(Entries from a pointing dataset)
================

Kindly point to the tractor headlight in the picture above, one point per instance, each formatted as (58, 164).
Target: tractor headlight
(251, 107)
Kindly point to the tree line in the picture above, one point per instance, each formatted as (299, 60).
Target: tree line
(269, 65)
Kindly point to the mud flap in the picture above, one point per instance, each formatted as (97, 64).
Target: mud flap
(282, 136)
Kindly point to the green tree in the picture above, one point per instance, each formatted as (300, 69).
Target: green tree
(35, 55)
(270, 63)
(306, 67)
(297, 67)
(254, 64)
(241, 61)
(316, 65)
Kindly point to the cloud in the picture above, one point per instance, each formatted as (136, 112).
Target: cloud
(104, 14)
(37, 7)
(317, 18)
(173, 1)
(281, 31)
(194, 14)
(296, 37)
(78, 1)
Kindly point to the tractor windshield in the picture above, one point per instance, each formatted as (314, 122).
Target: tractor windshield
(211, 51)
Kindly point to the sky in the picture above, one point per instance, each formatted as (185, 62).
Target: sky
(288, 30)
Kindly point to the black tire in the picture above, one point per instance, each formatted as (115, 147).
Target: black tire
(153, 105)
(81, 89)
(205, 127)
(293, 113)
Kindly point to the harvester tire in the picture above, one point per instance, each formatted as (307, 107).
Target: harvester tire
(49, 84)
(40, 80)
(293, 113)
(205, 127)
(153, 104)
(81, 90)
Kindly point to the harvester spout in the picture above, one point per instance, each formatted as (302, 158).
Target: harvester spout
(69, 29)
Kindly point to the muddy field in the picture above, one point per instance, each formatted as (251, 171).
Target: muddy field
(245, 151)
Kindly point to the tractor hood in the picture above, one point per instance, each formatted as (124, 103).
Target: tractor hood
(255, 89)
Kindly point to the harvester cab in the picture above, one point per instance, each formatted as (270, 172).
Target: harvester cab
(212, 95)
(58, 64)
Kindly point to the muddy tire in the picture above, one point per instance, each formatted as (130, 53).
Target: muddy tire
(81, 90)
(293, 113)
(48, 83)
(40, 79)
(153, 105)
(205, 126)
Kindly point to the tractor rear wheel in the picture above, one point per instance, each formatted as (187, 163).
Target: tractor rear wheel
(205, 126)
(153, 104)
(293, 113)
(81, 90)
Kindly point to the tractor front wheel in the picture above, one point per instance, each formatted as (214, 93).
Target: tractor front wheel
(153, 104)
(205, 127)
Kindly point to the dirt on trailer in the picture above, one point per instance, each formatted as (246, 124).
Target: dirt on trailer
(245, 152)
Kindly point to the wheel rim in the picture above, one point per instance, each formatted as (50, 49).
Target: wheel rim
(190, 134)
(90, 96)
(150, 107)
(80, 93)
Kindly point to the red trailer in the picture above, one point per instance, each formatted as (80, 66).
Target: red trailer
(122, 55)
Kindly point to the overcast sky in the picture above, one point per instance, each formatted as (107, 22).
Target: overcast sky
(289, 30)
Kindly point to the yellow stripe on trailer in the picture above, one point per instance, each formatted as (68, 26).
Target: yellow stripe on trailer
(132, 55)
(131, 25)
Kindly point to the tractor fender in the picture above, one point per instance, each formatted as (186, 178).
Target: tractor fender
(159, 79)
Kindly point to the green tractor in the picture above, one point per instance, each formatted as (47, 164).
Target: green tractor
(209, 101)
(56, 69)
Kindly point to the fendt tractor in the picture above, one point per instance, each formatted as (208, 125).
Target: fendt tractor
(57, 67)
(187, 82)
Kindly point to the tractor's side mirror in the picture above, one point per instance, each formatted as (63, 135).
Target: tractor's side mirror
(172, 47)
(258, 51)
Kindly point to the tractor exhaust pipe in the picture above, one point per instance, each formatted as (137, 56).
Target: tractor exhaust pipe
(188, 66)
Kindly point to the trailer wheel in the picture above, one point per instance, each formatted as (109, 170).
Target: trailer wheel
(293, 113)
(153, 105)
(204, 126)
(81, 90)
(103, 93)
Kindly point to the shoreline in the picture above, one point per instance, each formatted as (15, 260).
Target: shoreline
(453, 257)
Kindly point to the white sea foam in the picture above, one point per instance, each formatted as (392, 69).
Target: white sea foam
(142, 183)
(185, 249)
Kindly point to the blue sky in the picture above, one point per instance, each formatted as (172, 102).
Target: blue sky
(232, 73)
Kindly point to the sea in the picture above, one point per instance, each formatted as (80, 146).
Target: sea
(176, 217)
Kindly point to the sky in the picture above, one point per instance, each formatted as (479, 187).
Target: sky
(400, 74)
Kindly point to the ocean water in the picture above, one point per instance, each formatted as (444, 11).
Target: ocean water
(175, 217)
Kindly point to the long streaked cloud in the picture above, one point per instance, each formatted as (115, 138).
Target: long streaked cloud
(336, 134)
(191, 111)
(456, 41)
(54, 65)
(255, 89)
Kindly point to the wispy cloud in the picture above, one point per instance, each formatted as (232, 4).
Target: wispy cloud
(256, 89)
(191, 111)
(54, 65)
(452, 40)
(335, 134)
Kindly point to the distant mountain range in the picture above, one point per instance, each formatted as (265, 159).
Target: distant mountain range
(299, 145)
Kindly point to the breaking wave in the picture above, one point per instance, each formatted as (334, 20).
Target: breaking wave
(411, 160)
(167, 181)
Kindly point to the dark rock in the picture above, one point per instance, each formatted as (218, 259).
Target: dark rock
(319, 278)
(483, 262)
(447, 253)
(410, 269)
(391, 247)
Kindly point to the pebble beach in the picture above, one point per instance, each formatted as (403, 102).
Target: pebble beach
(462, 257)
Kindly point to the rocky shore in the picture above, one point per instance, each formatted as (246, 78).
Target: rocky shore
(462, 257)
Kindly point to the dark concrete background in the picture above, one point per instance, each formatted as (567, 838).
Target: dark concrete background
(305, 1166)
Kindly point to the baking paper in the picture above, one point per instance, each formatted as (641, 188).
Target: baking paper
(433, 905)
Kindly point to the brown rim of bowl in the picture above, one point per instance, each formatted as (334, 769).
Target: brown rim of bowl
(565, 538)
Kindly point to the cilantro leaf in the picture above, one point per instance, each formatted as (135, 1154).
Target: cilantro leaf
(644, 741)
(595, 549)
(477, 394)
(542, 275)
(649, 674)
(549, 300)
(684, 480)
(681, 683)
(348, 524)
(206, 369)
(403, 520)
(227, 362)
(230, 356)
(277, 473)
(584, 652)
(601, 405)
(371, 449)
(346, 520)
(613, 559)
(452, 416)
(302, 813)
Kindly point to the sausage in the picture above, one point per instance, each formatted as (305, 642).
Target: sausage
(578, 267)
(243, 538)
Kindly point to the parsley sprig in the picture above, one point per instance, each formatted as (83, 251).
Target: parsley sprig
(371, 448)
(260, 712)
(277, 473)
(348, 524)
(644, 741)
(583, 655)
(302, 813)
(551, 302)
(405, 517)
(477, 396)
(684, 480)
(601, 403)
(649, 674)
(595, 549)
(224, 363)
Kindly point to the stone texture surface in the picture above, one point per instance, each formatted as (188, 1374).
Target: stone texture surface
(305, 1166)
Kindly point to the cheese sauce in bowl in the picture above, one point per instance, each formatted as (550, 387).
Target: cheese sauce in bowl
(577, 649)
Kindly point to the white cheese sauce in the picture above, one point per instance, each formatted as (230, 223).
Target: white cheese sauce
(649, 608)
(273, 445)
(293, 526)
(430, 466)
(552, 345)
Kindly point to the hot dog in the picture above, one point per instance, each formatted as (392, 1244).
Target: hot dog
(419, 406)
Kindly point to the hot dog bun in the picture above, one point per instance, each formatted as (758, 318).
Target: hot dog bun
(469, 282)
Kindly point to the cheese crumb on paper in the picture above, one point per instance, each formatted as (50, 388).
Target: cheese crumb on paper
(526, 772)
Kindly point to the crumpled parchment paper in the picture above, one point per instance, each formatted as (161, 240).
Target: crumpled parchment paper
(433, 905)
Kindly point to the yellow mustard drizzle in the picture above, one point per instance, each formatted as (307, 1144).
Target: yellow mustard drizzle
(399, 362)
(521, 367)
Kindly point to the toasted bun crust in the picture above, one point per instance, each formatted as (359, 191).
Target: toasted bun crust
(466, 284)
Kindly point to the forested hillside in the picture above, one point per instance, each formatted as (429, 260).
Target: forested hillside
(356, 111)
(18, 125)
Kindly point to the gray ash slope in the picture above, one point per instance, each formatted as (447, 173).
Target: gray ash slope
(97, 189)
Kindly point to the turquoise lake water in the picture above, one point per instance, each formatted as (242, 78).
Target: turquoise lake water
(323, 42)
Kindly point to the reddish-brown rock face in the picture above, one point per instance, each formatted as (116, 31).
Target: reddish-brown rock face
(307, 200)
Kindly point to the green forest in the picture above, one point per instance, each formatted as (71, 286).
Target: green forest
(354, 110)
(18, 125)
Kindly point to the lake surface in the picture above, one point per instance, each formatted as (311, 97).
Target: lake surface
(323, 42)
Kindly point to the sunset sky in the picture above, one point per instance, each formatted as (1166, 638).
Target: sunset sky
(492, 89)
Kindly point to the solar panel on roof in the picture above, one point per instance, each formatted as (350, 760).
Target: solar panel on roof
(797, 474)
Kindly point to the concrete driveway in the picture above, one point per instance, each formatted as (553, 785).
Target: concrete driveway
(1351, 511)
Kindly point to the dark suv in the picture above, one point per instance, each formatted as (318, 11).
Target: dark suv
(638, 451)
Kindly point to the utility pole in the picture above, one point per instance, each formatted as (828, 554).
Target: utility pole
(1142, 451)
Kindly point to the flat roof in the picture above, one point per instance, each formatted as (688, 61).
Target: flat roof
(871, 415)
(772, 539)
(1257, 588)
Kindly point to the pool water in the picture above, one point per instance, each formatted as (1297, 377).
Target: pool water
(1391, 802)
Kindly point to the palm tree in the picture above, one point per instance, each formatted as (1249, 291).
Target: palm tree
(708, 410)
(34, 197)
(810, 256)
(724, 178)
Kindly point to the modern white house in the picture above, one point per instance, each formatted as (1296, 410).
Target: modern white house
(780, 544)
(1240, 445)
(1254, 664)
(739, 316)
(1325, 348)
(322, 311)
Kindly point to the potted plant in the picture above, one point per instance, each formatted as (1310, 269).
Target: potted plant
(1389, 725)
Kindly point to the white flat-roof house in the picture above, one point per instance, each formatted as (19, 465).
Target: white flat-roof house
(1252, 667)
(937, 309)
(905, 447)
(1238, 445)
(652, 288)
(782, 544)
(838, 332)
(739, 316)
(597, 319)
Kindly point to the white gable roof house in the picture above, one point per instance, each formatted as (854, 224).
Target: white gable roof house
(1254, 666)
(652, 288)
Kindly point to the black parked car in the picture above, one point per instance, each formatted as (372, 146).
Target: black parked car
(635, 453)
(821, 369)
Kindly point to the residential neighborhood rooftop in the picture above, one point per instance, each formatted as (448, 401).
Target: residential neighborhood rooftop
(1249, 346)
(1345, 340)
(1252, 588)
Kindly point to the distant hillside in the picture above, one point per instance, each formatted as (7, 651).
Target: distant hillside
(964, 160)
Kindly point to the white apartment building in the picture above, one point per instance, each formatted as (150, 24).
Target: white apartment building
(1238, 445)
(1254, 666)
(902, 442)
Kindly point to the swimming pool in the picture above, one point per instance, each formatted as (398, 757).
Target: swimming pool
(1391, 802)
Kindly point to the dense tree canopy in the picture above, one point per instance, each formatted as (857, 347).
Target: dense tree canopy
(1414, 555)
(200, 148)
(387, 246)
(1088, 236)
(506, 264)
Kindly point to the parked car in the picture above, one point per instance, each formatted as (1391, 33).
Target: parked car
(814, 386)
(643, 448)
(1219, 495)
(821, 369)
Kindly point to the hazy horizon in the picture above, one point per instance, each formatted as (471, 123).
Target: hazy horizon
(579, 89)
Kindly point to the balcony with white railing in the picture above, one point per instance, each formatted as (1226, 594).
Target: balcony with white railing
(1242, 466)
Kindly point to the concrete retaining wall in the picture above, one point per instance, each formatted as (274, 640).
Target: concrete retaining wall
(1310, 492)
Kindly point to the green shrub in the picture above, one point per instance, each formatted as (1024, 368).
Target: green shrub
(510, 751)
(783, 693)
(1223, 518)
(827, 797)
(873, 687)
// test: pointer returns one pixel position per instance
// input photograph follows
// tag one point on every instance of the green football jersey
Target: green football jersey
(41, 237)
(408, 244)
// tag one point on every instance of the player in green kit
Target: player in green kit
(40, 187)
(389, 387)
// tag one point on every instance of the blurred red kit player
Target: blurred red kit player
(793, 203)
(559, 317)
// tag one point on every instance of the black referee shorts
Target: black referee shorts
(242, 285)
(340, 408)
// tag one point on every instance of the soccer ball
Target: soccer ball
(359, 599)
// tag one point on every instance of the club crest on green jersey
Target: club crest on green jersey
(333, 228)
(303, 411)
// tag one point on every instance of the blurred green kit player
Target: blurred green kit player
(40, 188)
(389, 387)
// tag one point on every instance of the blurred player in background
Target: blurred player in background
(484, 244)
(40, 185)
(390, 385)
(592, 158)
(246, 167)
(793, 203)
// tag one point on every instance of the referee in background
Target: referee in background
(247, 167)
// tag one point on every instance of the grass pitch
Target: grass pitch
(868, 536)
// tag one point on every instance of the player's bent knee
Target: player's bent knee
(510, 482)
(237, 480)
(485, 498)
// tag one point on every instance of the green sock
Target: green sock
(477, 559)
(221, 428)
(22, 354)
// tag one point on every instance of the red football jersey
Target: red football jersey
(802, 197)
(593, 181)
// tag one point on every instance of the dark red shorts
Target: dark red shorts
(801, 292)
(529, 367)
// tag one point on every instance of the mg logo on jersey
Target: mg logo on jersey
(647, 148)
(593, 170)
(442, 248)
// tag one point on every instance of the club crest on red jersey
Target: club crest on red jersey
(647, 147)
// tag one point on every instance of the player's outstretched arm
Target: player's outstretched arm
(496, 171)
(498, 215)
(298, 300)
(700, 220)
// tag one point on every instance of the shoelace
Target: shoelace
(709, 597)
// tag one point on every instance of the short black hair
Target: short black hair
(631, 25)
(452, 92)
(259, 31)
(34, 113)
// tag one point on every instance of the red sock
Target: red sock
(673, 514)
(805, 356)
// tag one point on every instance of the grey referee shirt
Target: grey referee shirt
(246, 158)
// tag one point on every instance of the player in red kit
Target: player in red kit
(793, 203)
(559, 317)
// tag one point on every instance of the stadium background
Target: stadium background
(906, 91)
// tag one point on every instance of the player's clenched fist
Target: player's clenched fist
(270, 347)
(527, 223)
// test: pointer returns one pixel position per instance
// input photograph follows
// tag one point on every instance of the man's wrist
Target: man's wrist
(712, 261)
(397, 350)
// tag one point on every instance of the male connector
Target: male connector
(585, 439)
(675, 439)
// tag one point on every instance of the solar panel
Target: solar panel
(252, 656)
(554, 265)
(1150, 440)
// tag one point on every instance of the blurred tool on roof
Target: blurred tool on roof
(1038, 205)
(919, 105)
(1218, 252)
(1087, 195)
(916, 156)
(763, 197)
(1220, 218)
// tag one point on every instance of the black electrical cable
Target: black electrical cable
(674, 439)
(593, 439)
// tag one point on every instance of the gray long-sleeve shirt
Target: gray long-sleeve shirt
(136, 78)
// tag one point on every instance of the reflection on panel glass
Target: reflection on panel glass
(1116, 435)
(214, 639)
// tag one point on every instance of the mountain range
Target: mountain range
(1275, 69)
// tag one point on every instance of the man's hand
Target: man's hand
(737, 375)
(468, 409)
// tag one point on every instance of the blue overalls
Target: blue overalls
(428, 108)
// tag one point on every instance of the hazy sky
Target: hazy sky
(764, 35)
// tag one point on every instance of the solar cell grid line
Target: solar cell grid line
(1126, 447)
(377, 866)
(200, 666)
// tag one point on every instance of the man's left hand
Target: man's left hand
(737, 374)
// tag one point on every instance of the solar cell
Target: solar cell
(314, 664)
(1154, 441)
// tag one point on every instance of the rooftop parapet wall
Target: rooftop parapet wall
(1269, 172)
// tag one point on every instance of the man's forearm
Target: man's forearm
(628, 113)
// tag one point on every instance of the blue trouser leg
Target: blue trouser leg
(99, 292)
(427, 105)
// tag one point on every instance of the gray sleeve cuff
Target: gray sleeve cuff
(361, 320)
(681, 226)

================

* [OBJECTIVE] Update the lines from the line with "the stadium background" to the line with "(1220, 218)" by replacing "solar panel" with "photovoltaic panel", and write out only those lines with nothing else changed.

* [RESPONSE TO THE EXERCISE]
// tag one point on every instance of the stadium background
Target: stadium background
(906, 91)
// tag one point on every instance of the player's clenched fist
Target: player's clenched fist
(270, 347)
(527, 223)
// test: pointer returns one pixel position per instance
// input photograph follows
// tag one point on every instance of the man's wrist
Target: man's wrist
(712, 261)
(397, 350)
// tag one point on every instance of the male connector
Target: male connector
(585, 439)
(675, 439)
// tag one point on every instance of the photovoltaic panel
Target: photovoltaic panel
(252, 656)
(554, 265)
(1150, 440)
// tag one point on every instance of the blurred tool on roof
Target: blurred tool on roof
(1038, 205)
(919, 105)
(1218, 252)
(1087, 195)
(916, 156)
(763, 197)
(1220, 218)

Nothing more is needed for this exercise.